TASK BRIEF —
Using the text on coding prompts below, answer:
1. Which scenarios does the first line say to cover?
2. What security standard does the code review prompt name?
3. In what format should the OpenAPI documentation be generated?

Cover scenarios: loading state, error state, successful render, user interaction.

${userProfileComponent}
`;

Code review

Code
TypeScript
const prompt = `
Review this pull request for:
- Potential bugs
- Performance issues
- Security (OWASP Top 10)
- TypeScript best practices compliance

${diffContent}
`;

API documentation

Code
TypeScript
const prompt = `
Based on this NestJS code, generate OpenAPI documentation in YAML format.
Include all endpoints, parameters, response types, and error codes.

${nestjsControllers}
`;

Kimi vs Claude Code - CLI tools comparison

FeatureKimi Code CLIClaude Code
LicenseApache 2.0Closed
Base modelKimi K2.5 (open source)Claude (closed)

DATA SUPPLIED —
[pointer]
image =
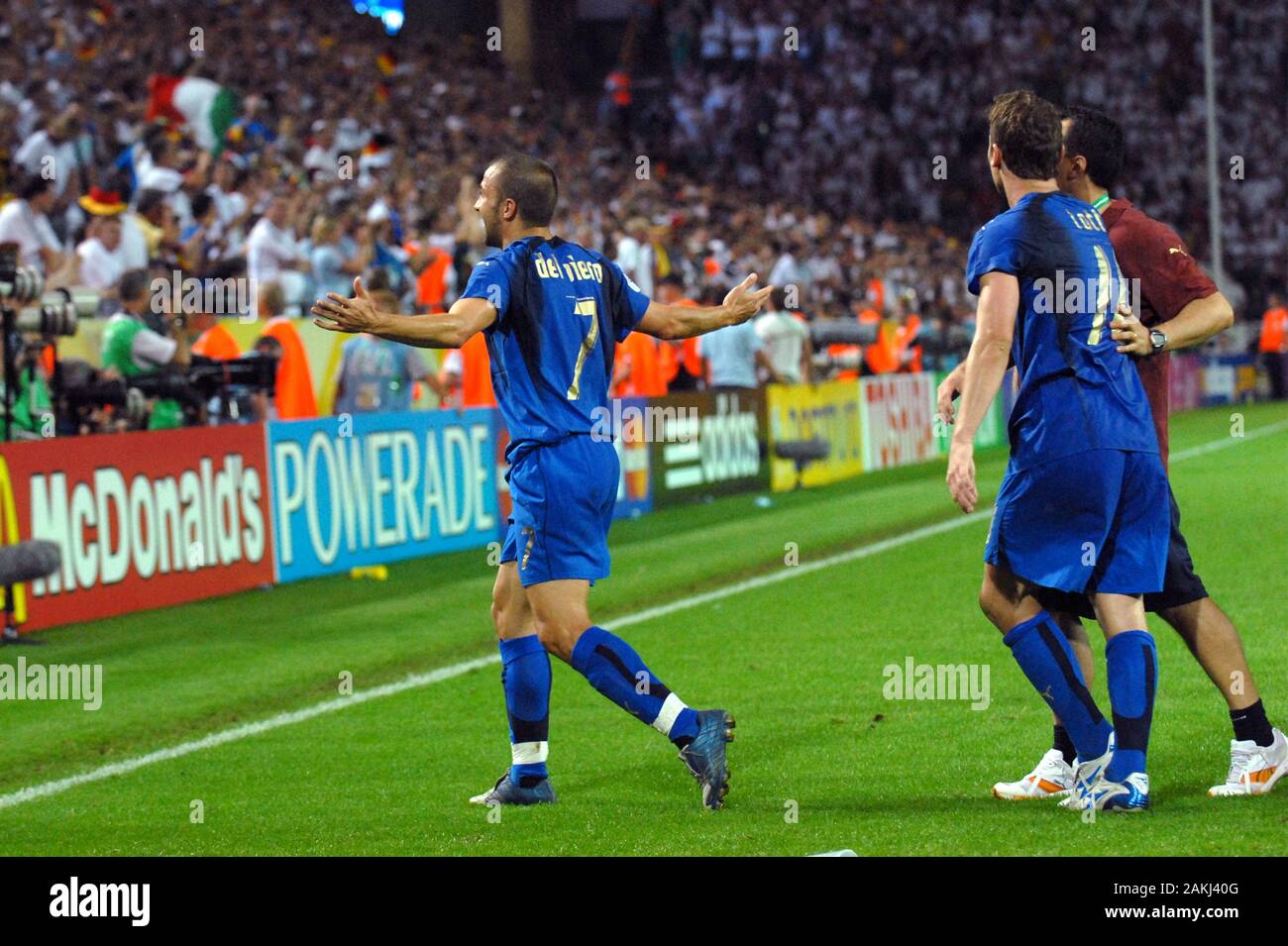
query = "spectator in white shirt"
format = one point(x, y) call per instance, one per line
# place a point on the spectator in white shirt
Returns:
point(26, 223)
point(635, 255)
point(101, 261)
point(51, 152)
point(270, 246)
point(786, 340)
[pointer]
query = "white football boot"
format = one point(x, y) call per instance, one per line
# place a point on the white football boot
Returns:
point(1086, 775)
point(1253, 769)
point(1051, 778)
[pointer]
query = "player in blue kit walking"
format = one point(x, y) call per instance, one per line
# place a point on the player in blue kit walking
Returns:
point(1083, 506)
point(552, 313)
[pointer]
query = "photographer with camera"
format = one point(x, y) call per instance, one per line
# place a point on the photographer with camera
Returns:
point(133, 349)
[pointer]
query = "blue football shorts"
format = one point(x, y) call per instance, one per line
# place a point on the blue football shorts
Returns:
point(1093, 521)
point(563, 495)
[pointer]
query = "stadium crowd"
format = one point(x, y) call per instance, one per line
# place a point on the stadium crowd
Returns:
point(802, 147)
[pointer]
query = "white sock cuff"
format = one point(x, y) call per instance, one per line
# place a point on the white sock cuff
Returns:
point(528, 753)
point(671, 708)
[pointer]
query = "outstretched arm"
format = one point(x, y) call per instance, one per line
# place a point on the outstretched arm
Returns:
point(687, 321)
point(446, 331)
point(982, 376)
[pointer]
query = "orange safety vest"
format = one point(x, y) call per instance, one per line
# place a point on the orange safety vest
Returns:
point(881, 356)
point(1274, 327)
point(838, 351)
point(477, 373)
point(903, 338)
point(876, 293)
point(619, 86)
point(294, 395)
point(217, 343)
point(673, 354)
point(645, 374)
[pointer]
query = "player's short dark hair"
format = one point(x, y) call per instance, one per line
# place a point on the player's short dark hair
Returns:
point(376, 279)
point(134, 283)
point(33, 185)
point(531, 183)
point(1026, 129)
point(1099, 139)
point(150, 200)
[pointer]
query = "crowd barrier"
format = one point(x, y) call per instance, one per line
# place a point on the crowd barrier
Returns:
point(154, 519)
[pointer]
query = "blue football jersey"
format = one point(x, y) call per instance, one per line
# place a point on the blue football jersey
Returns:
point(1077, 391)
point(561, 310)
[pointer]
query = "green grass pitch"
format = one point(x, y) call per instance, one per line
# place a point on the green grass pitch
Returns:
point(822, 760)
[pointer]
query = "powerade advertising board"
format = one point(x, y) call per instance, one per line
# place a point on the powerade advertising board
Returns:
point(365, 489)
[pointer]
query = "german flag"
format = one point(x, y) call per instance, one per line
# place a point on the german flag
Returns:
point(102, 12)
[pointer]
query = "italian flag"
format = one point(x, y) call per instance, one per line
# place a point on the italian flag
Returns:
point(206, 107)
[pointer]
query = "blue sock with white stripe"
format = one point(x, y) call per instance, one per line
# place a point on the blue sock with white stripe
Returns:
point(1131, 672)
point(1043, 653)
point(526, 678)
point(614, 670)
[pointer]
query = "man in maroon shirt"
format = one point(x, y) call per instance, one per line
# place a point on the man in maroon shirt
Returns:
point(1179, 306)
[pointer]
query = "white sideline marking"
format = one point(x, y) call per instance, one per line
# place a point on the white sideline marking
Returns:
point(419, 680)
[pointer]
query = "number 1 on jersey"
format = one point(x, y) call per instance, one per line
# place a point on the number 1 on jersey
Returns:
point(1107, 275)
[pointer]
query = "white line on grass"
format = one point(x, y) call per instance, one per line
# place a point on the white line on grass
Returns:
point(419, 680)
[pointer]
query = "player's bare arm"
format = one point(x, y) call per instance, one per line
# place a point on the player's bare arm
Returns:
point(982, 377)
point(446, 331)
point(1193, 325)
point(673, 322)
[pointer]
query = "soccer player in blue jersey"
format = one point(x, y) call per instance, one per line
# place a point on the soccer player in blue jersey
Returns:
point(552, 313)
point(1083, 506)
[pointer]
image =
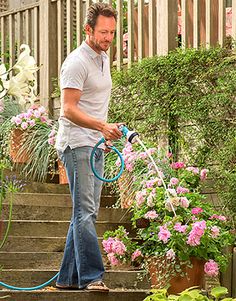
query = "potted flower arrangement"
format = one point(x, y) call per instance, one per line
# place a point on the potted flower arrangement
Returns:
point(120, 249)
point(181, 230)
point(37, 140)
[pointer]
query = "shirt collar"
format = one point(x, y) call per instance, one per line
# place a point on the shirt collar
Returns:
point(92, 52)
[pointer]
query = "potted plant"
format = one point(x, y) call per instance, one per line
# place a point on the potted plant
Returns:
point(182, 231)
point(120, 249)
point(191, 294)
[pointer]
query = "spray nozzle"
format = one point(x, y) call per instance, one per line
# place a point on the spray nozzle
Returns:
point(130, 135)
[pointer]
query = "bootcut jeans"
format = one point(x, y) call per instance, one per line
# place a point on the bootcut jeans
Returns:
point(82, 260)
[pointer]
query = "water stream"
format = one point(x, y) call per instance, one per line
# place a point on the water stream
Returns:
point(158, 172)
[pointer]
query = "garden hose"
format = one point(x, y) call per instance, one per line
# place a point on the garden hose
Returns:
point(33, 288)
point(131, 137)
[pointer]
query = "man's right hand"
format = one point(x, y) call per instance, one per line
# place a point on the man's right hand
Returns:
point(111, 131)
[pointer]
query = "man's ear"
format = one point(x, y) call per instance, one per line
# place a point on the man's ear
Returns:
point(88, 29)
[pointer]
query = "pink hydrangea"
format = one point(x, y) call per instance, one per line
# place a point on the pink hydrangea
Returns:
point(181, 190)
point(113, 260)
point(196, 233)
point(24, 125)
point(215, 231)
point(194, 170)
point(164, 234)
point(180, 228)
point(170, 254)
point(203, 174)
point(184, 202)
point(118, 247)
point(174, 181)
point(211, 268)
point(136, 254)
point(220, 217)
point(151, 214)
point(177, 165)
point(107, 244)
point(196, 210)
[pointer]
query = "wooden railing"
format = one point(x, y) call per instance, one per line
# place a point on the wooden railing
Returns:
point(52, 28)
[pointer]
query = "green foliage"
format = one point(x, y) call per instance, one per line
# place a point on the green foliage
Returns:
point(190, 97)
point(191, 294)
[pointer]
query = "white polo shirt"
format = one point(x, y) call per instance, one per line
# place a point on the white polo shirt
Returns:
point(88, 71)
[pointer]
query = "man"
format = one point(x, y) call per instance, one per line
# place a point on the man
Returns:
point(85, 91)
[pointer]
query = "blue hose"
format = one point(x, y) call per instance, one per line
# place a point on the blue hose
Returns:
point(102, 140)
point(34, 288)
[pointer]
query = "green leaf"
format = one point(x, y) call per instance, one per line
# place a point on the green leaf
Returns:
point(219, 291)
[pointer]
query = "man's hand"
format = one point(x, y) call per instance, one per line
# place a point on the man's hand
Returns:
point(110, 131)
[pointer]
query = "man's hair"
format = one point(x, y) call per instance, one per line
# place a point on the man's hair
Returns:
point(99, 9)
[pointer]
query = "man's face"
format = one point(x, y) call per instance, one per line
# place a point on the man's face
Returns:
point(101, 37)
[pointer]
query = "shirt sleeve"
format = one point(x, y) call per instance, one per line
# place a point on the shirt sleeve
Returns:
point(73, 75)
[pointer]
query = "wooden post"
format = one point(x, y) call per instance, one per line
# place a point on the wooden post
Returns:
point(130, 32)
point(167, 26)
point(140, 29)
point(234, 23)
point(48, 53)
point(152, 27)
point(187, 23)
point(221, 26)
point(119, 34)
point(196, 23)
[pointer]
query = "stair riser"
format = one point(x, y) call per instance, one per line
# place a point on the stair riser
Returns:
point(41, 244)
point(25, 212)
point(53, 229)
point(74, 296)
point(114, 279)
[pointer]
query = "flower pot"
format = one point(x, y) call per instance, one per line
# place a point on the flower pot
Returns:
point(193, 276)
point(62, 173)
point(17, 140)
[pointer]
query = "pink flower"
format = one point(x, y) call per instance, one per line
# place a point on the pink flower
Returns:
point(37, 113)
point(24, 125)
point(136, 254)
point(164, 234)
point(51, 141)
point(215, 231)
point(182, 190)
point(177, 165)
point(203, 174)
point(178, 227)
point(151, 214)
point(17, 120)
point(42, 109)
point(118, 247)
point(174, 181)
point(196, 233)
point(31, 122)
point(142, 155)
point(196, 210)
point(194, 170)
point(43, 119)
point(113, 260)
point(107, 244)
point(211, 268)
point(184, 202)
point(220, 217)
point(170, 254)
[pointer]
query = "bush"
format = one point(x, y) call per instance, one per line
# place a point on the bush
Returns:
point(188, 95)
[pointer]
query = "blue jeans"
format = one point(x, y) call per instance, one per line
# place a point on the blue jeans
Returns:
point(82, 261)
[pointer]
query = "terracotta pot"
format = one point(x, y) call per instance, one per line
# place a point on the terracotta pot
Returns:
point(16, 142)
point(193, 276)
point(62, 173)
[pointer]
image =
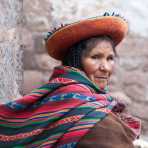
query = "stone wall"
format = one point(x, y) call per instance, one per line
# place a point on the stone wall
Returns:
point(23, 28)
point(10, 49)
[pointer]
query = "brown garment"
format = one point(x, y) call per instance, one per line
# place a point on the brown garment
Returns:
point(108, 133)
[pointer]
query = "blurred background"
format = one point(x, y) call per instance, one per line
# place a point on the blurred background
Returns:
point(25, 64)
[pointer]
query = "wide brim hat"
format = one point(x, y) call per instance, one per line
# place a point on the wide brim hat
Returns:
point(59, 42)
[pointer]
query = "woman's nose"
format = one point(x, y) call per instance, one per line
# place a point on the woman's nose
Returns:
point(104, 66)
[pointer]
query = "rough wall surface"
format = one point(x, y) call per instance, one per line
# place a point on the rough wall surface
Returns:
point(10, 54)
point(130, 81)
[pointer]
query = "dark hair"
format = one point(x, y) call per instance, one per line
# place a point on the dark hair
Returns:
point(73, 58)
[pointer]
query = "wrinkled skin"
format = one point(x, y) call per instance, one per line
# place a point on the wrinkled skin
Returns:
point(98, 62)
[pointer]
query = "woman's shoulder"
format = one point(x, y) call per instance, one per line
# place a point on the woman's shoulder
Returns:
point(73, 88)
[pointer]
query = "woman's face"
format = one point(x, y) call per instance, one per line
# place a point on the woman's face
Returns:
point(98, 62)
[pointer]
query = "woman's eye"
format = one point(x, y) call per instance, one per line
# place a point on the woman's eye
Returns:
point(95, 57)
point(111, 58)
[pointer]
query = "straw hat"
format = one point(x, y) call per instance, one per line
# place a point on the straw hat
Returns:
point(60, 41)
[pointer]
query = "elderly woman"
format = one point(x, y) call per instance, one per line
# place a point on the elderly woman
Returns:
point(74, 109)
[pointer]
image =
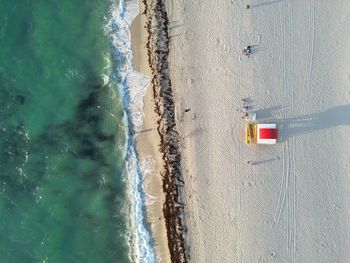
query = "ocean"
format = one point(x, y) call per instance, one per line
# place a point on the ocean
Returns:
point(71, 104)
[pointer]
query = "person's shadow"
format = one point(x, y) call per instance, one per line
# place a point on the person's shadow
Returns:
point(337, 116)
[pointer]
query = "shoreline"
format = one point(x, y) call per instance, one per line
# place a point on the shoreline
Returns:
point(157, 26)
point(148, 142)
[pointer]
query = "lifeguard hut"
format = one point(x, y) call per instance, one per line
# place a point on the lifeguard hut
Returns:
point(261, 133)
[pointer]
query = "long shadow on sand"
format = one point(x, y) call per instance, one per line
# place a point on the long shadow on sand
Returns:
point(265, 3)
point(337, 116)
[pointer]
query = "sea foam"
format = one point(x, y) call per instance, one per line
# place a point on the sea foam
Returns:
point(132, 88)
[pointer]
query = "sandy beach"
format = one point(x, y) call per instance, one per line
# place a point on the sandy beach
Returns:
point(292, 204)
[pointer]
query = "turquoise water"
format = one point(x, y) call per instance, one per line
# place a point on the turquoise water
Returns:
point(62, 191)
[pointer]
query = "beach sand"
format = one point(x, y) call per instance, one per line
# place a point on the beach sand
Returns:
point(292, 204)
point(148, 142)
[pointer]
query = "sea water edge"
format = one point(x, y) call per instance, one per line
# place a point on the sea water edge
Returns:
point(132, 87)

RESPONSE TO THIS EXERCISE —
1. Loading state, error state, successful render, and user interaction.
2. OWASP Top 10.
3. YAML.